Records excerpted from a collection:
%%
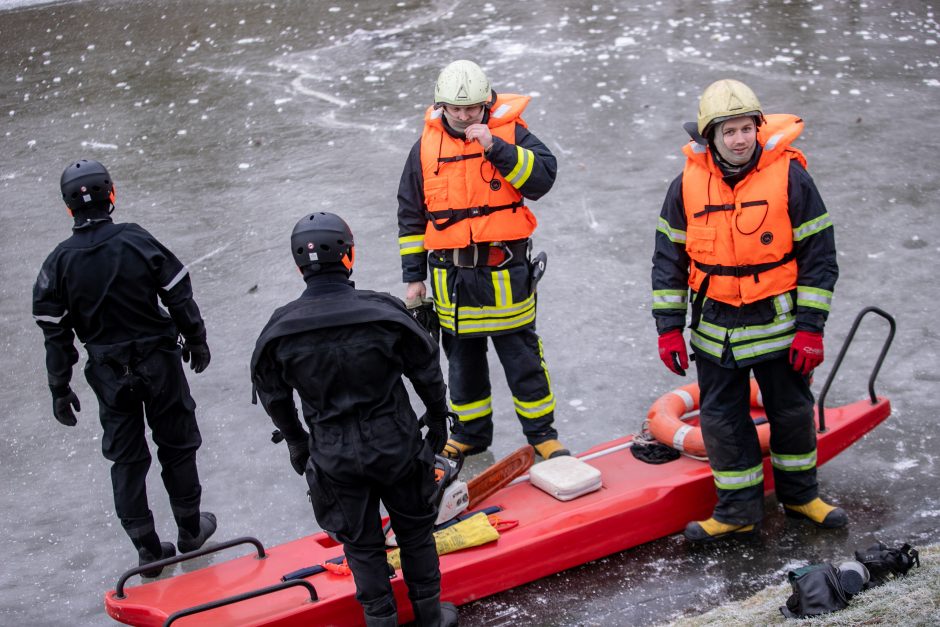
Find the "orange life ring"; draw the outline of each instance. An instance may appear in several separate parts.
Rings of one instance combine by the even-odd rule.
[[[770,450],[770,423],[763,410],[760,388],[757,381],[751,379],[751,417],[757,427],[757,438],[761,452]],[[659,442],[671,446],[695,457],[707,457],[702,429],[698,417],[683,420],[683,416],[699,408],[698,383],[683,385],[681,388],[660,396],[646,415],[650,433]]]

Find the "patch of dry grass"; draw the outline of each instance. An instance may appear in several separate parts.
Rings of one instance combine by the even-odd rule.
[[[847,627],[850,625],[927,626],[940,624],[940,545],[920,551],[920,568],[906,577],[855,595],[844,610],[803,620],[788,620],[778,609],[786,604],[789,583],[771,586],[743,601],[728,603],[700,616],[681,618],[670,627],[752,627],[786,623]]]

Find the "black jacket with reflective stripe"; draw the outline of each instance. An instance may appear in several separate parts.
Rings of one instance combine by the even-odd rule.
[[[206,337],[186,267],[144,228],[110,220],[75,229],[46,258],[33,286],[33,317],[56,384],[71,379],[76,335],[89,347]]]

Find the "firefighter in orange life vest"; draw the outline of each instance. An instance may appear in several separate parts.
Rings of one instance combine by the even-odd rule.
[[[765,116],[750,88],[720,80],[702,93],[698,123],[685,128],[692,141],[663,203],[652,271],[659,355],[680,375],[692,303],[702,435],[718,491],[712,517],[690,522],[685,536],[705,542],[759,528],[764,476],[749,416],[751,372],[785,513],[842,527],[846,513],[818,495],[809,387],[839,269],[829,213],[791,145],[803,121]]]
[[[543,458],[567,455],[552,426],[555,396],[535,332],[529,237],[536,200],[555,182],[555,156],[520,117],[528,96],[497,94],[472,61],[445,67],[424,131],[398,188],[405,300],[434,306],[447,355],[451,409],[460,420],[444,453],[492,443],[487,338],[499,356],[516,415]]]

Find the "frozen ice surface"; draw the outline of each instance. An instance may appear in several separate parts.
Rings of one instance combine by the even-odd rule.
[[[102,595],[135,562],[81,363],[83,411],[65,429],[50,415],[30,319],[38,268],[68,236],[56,185],[68,161],[104,161],[117,181],[115,218],[141,223],[190,264],[213,352],[190,378],[205,506],[219,516],[218,537],[278,544],[316,526],[286,450],[250,404],[247,364],[271,311],[302,287],[290,229],[310,211],[340,213],[356,233],[357,284],[403,294],[398,178],[437,72],[457,58],[481,62],[497,91],[532,95],[525,118],[558,157],[555,188],[532,207],[536,250],[550,260],[538,330],[565,446],[636,431],[657,397],[688,381],[659,363],[649,264],[688,141],[681,124],[718,78],[745,81],[766,111],[806,123],[797,145],[836,225],[842,270],[827,356],[862,307],[898,320],[877,382],[894,416],[820,469],[824,496],[851,516],[845,533],[794,525],[770,499],[756,546],[696,552],[664,538],[470,604],[467,624],[665,620],[874,538],[937,541],[940,36],[928,6],[0,0],[0,35],[0,623],[113,624]],[[866,395],[883,337],[878,321],[863,325],[831,404]],[[523,439],[493,361],[498,457]],[[172,539],[156,463],[149,494]]]

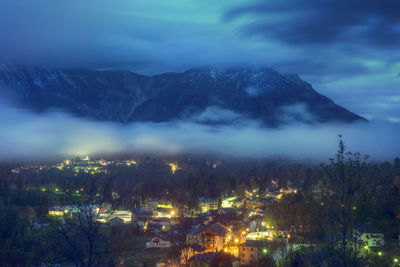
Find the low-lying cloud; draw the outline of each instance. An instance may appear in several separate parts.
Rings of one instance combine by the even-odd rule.
[[[255,121],[210,126],[196,122],[132,123],[90,121],[62,112],[33,114],[0,104],[2,160],[95,153],[221,153],[232,156],[289,156],[325,161],[335,154],[338,134],[349,151],[375,160],[400,155],[400,124],[291,124],[266,129]]]

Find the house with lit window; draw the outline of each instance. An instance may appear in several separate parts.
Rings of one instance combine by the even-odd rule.
[[[218,201],[212,198],[199,198],[199,207],[202,212],[218,209]]]
[[[169,248],[172,242],[159,236],[152,237],[146,241],[146,248]]]
[[[248,240],[239,245],[240,265],[255,266],[267,253],[268,249],[265,241]]]
[[[231,229],[220,223],[201,226],[186,235],[188,245],[198,244],[204,247],[206,252],[223,250],[230,239],[233,239]]]

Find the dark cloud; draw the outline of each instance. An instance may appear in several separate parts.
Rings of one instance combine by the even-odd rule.
[[[266,66],[297,73],[354,110],[349,93],[367,104],[365,96],[399,88],[399,5],[398,0],[0,0],[0,64],[143,74],[204,65]]]
[[[397,0],[281,0],[253,1],[234,8],[225,20],[251,16],[247,35],[290,44],[400,44],[400,1]]]

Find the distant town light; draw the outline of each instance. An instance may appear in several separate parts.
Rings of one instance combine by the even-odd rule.
[[[378,256],[382,256],[382,251],[379,251],[379,252],[378,252]]]
[[[239,243],[239,239],[236,238],[236,239],[235,239],[235,243]]]
[[[228,252],[228,249],[227,249],[227,248],[224,248],[224,252]]]
[[[364,246],[364,249],[369,249],[369,247],[368,246]]]
[[[176,164],[176,163],[169,163],[168,164],[169,165],[169,167],[171,167],[171,172],[172,173],[175,173],[178,169],[179,169],[179,166],[178,166],[178,164]]]
[[[267,253],[267,249],[266,248],[263,249],[263,253],[264,254]]]
[[[394,261],[395,263],[398,263],[398,262],[399,262],[399,259],[398,259],[398,258],[394,258],[393,261]]]

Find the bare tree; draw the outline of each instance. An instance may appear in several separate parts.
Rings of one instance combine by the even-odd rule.
[[[99,222],[102,186],[101,180],[90,176],[66,183],[61,201],[68,205],[62,218],[52,221],[62,244],[58,252],[76,266],[102,266],[109,256],[108,241]]]

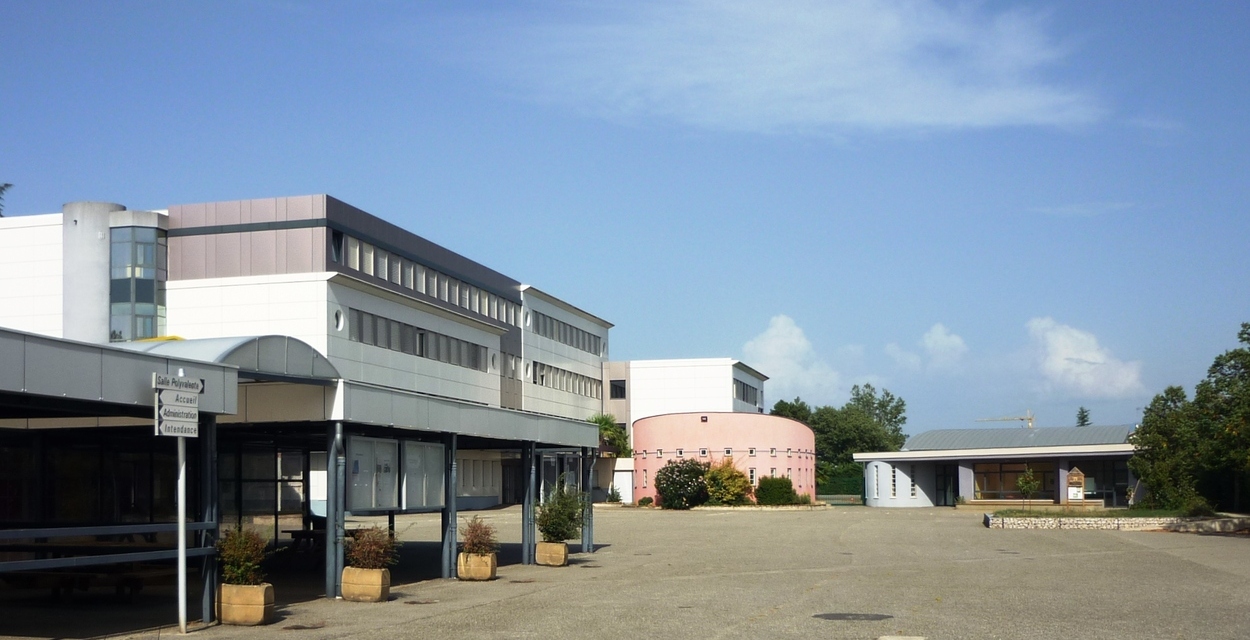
%%
— Your assignment —
The answer must be the lines above, word for word, from the first one through the line with "jacket with reflective", pictures excluded.

— Expected answer —
Find the "orange life ring"; draw the outline of each instance. An instance may appear in several separate parts.
Rings of one instance combine by the even-odd rule.
[[[770,450],[770,423],[763,410],[760,388],[757,381],[751,379],[751,417],[757,427],[757,438],[761,452]],[[659,442],[671,446],[695,457],[707,457],[702,429],[698,417],[683,420],[683,416],[699,408],[698,383],[683,385],[681,388],[660,396],[646,415],[650,433]]]

Find the "patch of dry grass"; draw the outline of each instance. An instance may appear in several separate parts.
Rings of one instance combine by the even-odd rule.
[[[847,627],[850,625],[927,626],[940,624],[940,545],[920,551],[920,568],[906,577],[855,595],[844,610],[803,620],[788,620],[778,609],[786,604],[789,583],[771,586],[743,601],[728,603],[700,616],[681,618],[670,627],[752,627],[786,623]]]

Find the "black jacket with reflective stripe"; draw the outline of each instance. An instance may appear in several separate parts.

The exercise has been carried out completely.